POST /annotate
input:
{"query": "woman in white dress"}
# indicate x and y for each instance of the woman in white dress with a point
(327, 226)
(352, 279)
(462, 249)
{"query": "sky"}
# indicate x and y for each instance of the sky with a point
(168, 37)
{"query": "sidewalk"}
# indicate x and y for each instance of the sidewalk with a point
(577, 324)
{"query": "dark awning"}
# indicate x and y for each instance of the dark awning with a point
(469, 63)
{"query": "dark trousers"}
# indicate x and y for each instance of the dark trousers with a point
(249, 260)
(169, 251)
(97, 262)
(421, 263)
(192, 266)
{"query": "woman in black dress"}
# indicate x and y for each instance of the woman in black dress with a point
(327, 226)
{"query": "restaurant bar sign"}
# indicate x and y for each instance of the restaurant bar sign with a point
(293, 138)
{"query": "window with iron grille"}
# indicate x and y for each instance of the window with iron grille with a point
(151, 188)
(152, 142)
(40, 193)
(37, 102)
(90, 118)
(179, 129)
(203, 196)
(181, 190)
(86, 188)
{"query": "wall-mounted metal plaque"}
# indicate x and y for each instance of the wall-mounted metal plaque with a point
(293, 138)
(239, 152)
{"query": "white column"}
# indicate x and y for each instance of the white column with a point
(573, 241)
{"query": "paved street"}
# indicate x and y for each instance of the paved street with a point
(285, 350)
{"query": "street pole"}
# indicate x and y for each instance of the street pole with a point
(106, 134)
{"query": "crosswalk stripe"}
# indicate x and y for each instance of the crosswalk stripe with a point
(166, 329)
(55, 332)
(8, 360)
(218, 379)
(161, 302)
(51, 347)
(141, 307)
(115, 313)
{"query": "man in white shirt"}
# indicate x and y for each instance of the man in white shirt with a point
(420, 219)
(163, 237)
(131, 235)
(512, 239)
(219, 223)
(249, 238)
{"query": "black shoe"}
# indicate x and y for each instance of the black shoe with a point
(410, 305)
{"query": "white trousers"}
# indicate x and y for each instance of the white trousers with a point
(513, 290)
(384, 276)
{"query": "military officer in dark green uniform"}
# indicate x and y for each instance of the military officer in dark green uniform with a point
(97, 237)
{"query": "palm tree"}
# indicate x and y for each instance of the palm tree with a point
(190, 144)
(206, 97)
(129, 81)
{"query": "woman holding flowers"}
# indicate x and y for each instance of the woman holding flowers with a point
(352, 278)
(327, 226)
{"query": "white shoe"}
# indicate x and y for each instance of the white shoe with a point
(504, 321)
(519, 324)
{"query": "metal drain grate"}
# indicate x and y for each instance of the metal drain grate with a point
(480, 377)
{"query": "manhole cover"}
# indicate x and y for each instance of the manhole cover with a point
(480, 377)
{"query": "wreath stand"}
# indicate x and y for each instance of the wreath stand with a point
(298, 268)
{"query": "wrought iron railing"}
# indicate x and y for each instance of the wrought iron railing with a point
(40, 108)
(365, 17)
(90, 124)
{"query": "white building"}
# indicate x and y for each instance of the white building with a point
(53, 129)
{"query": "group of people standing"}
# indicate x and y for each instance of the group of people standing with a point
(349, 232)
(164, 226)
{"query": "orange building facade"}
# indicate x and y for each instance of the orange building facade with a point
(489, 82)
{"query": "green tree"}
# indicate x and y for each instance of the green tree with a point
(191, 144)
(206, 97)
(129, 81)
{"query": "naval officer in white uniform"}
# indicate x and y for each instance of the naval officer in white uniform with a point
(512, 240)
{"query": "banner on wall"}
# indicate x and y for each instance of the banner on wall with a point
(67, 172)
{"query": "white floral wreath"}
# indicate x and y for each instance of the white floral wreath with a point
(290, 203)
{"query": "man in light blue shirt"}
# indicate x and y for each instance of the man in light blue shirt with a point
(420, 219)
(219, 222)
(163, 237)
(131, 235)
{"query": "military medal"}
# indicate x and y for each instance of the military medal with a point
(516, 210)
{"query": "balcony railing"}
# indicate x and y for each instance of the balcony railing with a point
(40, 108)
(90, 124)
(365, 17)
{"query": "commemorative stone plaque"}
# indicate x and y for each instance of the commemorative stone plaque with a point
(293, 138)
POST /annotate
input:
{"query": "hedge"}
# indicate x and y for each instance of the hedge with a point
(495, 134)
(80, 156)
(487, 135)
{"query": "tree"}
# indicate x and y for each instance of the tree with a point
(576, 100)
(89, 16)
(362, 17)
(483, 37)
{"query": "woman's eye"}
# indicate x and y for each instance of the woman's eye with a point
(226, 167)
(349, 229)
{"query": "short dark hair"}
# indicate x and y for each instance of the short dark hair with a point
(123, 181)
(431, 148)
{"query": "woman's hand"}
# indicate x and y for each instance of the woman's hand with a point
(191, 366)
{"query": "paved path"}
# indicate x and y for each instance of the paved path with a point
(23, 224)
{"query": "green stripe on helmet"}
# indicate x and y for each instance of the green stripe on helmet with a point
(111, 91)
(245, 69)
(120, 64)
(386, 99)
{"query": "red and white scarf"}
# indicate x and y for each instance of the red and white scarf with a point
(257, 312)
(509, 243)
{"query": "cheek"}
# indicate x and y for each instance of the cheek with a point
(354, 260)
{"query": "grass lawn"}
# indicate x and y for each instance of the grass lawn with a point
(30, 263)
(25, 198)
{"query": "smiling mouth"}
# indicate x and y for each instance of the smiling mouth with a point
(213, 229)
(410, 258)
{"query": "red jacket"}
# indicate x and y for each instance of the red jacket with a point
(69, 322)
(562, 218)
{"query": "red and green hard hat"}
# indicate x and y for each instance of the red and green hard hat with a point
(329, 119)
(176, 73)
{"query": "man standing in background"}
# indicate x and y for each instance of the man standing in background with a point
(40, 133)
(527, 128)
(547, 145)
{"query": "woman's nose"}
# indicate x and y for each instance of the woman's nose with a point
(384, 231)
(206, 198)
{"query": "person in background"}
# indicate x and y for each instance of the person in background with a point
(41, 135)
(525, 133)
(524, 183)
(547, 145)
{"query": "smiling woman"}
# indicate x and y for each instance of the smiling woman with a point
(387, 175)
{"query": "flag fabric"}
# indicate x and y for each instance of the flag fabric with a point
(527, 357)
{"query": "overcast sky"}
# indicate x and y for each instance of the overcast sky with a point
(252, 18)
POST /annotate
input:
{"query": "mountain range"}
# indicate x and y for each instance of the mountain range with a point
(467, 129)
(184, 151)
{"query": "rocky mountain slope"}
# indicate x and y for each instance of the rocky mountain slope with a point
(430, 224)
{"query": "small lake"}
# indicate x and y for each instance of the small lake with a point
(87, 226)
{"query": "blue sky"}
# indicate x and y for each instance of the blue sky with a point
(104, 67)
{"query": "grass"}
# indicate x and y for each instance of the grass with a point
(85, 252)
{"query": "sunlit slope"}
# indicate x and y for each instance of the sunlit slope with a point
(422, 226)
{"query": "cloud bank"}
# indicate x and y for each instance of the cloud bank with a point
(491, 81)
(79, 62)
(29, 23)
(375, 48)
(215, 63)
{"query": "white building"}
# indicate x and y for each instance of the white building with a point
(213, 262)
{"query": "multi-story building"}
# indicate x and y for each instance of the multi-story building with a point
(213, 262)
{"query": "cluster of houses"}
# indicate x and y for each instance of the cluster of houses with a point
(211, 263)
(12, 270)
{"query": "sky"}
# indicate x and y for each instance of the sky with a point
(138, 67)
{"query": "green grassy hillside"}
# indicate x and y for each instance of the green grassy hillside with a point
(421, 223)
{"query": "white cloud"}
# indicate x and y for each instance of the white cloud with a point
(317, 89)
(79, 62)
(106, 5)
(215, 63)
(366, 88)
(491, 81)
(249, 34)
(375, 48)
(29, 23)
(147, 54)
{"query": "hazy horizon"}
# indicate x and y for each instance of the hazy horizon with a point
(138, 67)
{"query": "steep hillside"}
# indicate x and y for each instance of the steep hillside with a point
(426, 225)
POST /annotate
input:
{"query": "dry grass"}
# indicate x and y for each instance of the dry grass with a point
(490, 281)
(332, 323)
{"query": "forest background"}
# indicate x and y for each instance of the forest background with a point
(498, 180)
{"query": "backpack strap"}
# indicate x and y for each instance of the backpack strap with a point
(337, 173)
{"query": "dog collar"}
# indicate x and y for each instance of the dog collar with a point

================

Return every line of the entries that contains the string "column". Case counts.

{"query": "white column"}
# indicate x and y for each instance of the white column with a point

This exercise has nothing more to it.